▸ **課題 1**
抜粋文によれば、タイで株式会社の設立登記を申請する際、株主は常時何人以上必要か。

タイでの起業・会社設立は簡単なことではありませんが、決して不可能なことでもありません。実際に、タイでビジネスをされている方も数多くいます。
タイでは主に「現地法人」「支店」「駐在員事務所」「地域統括事務所・地域統括会社(IHQ)」という4つの形態のいずれかで会社を設立することになります。
「現地法人」とはタイ国内で法人を設立する方法です。日本人がタイで起業する際には、現地法人での株式会社設立を選択することが一般的です。現地法人の設立には、日本で起業していない場合でも法人を設立することが可能で、規制が少ないなどのメリットがあります。
すでに日本で起業・会社設立をしている場合はタイ国内で支店や駐在員事務所を構えて進出することができます。支店は営利活動ができますが、駐在員事務所は営利活動が制限されているのが大きな違いです。
地域統括事務所・地域統括会社(IHQ)とはアジア圏のハブとなる拠点をタイ国内に置ける制度です。例えば、タイも含め東南アジアの国々でビジネス展開をする場合はIHQの設立も視野に入ってくることもあるでしょう。
タイで起業・会社設立する方法は?
ここからはタイで株式会社を設立する方法や流れについて解説します。
定款作成
まずは、商号(会社名)を管轄当局に予約します。禁止されている商号に該当せずかつ類似する商号がなければ、予約した商号の使用許可が下ります。その後30日以内に基本定款を登記しなければなりません。
定款には以下のような項目を記載します。
- 商号(会社名)
- 登記資本金、発行株式数、1株あたりの額面価額
- 設立目的
- 発起人の氏名、住所、職業、国籍、署名および各人が出資する株式数
- 登記した会社の事務所が所在する県名
- 取締役が負う責任
なお、定款は設立取締役会において採択されたものでなければなりません。
登記申請
設立総会を開催し、株式の払い込みを行ったら、登記局に対して会社設立の登記を申請します。登記申請の手続きでは次のような事項を記載します。
- 株主の氏名、住所、職業、国籍、持株数(株主は常時3人以上)
- 取締役および代表取締役の氏名、住所、職業
- 代表取締役の代表権の形態および署名
- 本社および会社の各支所の住所
- 付属定款(株主総会、取締役会などに関する会社規則)
- 株式により受領した初回資本金払込総額
タイで起業・会社設立するときに必要な費用は?
タイで起業・会社設立する際には大きく「資本金」と「ビザ取得費用」の2つの費用がかかります。それぞれについて詳しく見てきましょう。なお、レートは1バーツあたり3.9円で計算しています。

▸ **課題 2**
エントリのうち、「In this photo, where can the window」を含む行からエントリの末尾の行までを、両端の行も含めて一字一句変えずに抜き出しなさい。

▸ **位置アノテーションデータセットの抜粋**
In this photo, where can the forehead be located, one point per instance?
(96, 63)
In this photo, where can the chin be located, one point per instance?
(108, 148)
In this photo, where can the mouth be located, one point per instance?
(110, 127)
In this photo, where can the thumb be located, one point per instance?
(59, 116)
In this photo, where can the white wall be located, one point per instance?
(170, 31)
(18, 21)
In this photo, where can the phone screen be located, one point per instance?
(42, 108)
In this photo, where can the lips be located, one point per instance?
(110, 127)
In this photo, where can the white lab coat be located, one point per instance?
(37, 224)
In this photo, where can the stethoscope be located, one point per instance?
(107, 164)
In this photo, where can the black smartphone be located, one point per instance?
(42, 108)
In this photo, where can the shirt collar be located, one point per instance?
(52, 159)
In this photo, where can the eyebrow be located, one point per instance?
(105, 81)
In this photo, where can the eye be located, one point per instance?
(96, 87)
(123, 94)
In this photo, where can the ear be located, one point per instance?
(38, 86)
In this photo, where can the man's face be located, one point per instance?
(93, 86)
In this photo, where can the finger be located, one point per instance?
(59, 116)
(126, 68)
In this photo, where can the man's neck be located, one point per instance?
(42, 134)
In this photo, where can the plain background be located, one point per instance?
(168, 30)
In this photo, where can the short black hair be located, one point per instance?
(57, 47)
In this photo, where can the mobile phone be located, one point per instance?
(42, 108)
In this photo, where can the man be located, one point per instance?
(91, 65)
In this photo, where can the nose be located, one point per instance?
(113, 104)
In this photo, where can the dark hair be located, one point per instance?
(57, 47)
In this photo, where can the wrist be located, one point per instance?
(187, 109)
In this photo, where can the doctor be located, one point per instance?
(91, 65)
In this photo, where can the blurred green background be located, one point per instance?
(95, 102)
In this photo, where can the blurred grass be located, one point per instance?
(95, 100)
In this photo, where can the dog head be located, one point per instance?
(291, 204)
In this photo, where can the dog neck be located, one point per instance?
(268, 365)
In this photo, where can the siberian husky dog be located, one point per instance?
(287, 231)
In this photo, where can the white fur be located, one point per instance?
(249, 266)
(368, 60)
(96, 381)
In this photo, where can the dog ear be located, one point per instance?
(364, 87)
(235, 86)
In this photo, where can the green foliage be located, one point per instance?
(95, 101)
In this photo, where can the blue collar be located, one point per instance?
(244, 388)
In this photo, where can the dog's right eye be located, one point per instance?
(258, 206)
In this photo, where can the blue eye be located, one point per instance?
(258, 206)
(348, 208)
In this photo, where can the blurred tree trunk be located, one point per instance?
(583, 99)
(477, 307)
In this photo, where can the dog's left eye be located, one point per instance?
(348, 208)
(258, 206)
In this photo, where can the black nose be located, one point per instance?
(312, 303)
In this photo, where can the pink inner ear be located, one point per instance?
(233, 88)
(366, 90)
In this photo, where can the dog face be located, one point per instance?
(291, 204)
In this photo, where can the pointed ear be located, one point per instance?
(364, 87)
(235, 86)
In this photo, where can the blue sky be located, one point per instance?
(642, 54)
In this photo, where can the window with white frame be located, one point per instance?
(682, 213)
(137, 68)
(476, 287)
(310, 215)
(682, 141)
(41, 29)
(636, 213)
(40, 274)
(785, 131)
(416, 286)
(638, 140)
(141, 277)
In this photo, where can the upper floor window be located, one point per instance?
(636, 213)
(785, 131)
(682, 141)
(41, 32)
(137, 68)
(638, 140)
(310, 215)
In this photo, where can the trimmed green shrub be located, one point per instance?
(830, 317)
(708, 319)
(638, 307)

▸ **解答 1**
常時3人以上である。

▸ **解答 2**
In this photo, where can the window with white frame be located, one point per instance?
(682, 213)
(137, 68)
(476, 287)
(310, 215)
(682, 141)
(41, 29)
(636, 213)
(40, 274)
(785, 131)
(416, 286)
(638, 140)
(141, 277)
In this photo, where can the upper floor window be located, one point per instance?
(636, 213)
(785, 131)
(682, 141)
(41, 32)
(137, 68)
(638, 140)
(310, 215)
In this photo, where can the trimmed green shrub be located, one point per instance?
(830, 317)
(708, 319)
(638, 307)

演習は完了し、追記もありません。